:: TASK INSTRUCTIONS ::
Present the following entries again, word for word and in full.
== == ==
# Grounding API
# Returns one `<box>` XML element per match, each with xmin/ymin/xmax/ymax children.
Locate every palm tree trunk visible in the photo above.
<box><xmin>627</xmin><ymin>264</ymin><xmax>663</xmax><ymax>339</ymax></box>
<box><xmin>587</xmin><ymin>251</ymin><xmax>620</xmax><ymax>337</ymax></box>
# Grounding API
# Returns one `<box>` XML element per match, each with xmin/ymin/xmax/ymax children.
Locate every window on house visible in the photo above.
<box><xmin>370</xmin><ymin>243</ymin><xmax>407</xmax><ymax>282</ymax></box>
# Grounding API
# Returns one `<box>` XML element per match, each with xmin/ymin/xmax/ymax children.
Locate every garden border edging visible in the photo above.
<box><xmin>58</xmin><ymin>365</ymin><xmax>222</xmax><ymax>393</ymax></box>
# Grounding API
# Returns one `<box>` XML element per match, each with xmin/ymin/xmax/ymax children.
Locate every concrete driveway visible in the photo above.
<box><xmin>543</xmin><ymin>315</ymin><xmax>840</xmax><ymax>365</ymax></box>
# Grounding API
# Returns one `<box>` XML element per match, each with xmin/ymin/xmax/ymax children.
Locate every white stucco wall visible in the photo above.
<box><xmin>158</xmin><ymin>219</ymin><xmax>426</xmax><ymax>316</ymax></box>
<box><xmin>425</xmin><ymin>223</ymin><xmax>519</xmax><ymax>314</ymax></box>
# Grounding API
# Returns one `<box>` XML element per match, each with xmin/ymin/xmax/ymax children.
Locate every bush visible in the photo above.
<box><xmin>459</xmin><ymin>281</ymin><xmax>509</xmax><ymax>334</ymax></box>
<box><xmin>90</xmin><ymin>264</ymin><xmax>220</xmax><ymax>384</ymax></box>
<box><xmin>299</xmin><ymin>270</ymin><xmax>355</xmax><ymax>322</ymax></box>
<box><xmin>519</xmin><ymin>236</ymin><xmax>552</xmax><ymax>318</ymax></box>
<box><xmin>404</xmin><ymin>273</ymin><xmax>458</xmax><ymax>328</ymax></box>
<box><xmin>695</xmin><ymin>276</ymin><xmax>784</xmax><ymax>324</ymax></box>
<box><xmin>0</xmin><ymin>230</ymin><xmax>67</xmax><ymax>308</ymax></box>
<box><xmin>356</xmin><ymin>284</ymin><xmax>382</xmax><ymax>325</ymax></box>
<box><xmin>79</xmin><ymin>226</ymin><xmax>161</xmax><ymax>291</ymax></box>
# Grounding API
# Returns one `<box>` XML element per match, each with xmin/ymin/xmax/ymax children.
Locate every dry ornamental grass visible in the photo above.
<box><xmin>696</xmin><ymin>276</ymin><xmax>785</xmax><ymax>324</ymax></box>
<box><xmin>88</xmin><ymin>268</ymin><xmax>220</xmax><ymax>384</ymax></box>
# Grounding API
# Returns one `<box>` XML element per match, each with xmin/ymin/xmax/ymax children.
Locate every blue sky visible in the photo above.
== == ==
:: RESULT ::
# Grounding API
# Returns one `<box>` XML element per match, each with xmin/ymin/xmax/ymax children.
Locate every palm tree trunk visible in the photo above.
<box><xmin>627</xmin><ymin>264</ymin><xmax>663</xmax><ymax>339</ymax></box>
<box><xmin>587</xmin><ymin>251</ymin><xmax>620</xmax><ymax>337</ymax></box>
# Grounding API
# Returns one `<box>` XML element per match, each with xmin/ymin/xmax/ymax children.
Locate every window on house visible in the photo above.
<box><xmin>370</xmin><ymin>243</ymin><xmax>407</xmax><ymax>282</ymax></box>
# Grounding API
# Returns one `<box>` XML element per match, each with xmin/ymin/xmax/ymax children.
Locate every garden border edging visible in the photo above.
<box><xmin>58</xmin><ymin>365</ymin><xmax>222</xmax><ymax>393</ymax></box>
# Grounding API
# Returns one `<box>` XML element per match, each with xmin/ymin/xmax/ymax children.
Locate every concrete driveway visible in the photo above.
<box><xmin>543</xmin><ymin>315</ymin><xmax>840</xmax><ymax>365</ymax></box>
# Grounding API
# Returns one `<box>` XML element per match, each with xmin/ymin/xmax/ymax children.
Locate every white stucco wall visible in the photo above.
<box><xmin>158</xmin><ymin>219</ymin><xmax>426</xmax><ymax>316</ymax></box>
<box><xmin>425</xmin><ymin>223</ymin><xmax>519</xmax><ymax>314</ymax></box>
# Grounding API
# Returns one `<box>` XML element per match, each with xmin/ymin/xmax/ymax children.
Locate every bush visible in the photo above.
<box><xmin>459</xmin><ymin>281</ymin><xmax>509</xmax><ymax>334</ymax></box>
<box><xmin>90</xmin><ymin>264</ymin><xmax>220</xmax><ymax>384</ymax></box>
<box><xmin>299</xmin><ymin>270</ymin><xmax>355</xmax><ymax>322</ymax></box>
<box><xmin>519</xmin><ymin>236</ymin><xmax>552</xmax><ymax>318</ymax></box>
<box><xmin>404</xmin><ymin>273</ymin><xmax>458</xmax><ymax>328</ymax></box>
<box><xmin>695</xmin><ymin>276</ymin><xmax>784</xmax><ymax>324</ymax></box>
<box><xmin>0</xmin><ymin>230</ymin><xmax>67</xmax><ymax>308</ymax></box>
<box><xmin>356</xmin><ymin>284</ymin><xmax>382</xmax><ymax>325</ymax></box>
<box><xmin>79</xmin><ymin>226</ymin><xmax>161</xmax><ymax>291</ymax></box>
# Grounding API
# Returns one `<box>` XML element per match, each with xmin/ymin/xmax/ymax children.
Locate every dry ornamental grass visible in the photo above.
<box><xmin>696</xmin><ymin>276</ymin><xmax>785</xmax><ymax>324</ymax></box>
<box><xmin>88</xmin><ymin>268</ymin><xmax>220</xmax><ymax>384</ymax></box>
# Grounding API
# Returns one `<box>` XML element per match, each with xmin/ymin/xmax/ymax children.
Locate every blue sky visible in the photo above.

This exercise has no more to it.